Each entry below should be reproduced character for character.

Data to process:
═══
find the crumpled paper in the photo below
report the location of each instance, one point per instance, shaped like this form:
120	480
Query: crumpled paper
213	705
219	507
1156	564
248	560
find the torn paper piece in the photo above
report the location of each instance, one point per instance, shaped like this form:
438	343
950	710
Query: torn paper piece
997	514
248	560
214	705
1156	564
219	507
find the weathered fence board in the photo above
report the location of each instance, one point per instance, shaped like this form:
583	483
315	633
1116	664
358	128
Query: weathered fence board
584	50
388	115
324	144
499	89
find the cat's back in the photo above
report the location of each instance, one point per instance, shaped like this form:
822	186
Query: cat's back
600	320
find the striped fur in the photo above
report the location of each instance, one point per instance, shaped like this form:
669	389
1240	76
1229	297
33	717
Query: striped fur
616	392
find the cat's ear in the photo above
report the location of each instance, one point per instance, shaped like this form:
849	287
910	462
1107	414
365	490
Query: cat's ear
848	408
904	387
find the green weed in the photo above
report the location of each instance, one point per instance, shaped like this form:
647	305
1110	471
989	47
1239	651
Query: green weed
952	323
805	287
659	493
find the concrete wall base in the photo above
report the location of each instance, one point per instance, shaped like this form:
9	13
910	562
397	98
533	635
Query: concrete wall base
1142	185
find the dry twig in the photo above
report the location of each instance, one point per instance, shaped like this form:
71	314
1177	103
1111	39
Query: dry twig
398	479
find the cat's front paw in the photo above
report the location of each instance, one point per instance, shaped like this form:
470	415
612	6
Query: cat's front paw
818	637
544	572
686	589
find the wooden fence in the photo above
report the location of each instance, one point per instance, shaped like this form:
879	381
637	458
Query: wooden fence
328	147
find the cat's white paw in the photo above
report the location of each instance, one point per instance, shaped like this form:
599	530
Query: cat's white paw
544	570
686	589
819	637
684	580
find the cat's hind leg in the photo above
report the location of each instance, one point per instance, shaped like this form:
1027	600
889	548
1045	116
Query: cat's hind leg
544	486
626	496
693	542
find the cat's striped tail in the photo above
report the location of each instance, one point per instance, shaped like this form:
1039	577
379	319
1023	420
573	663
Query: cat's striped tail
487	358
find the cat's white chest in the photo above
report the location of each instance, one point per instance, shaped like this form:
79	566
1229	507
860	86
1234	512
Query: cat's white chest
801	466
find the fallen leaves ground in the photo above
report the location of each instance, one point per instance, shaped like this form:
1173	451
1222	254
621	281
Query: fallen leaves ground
═══
Full output:
find the crumpled paper in the photo below
report the location of each instance, one point per instance, shaped like this form:
120	480
Query: crumpled paper
213	705
219	507
1156	564
248	560
find the torn paper piece in the photo above
report the location of each instance, one point per instance, shaped like this form:
438	343
950	710
Query: torn paper piece
997	514
248	560
214	705
1156	564
219	507
find the weathered fence board in the photo above
report the location of each instance, one point per instance, shaped like this form:
583	483
315	633
1116	664
358	128
Query: weathered fence board
584	50
388	115
324	144
499	89
find the cat's back in the photo above
report the location of each instance, one point per instance, shaped like this form:
822	186
Query: cat's back
600	320
find the striped fur in the photo above
report the location of each instance, one point per instance, shaped like this form:
669	389
1240	76
1229	297
33	717
Query: striped fur
616	392
find the cat's ear in the photo above
report the location of each instance, one point per instance, shaped like this form:
849	287
910	462
1107	414
365	490
Query: cat's ear
848	408
904	387
find the green weed in the photo above
report the location of each instance, one point per instance, shaped like this form:
647	305
1110	471
989	47
1239	651
Query: green weed
952	323
805	287
659	493
find the concrete wall base in the photo above
report the location of each instance, one point per instance, shaped like this form:
9	13
910	562
397	98
533	635
Query: concrete wall base
1142	185
find the dry twig in the photo above
report the location of each instance, one point per instance, shaped like this form:
71	314
1177	103
1111	39
Query: dry twig
398	479
find the cat's front paw in the photo above
report the location of each instance, one point per instance, shaped like this form:
470	415
612	6
Query: cat's front paw
818	637
544	572
686	589
find the wooden fence in the photo above
report the location of each instance, one point per instance, shaped like this form:
879	381
637	458
Query: wooden fence
328	147
find the cat's white paw in the photo above
report the location of each instance, one point per instance, shaped like this form:
599	530
Query: cat's white paw
544	570
686	589
819	637
684	580
find the cat's hind leg in the photo above
report the location of each instance, one point per instance, shaped like this form:
1027	600
889	548
1045	116
Query: cat's hind leg
544	486
626	496
693	542
find the cat's striped tail in the photo above
report the location of each instance, one point per instance, shaped like this form:
1039	577
379	319
1023	420
573	663
Query: cat's striped tail
487	358
find the cat's white chest in the photo above
report the location of each instance, one point per instance, shaped like this form:
79	566
1229	507
860	86
1234	512
Query: cat's white chest
801	466
find the fallen leaves ground in the photo above
report the location of each instance, one point per instance, shaped like this form:
1173	451
1222	254
621	281
Query: fallen leaves ground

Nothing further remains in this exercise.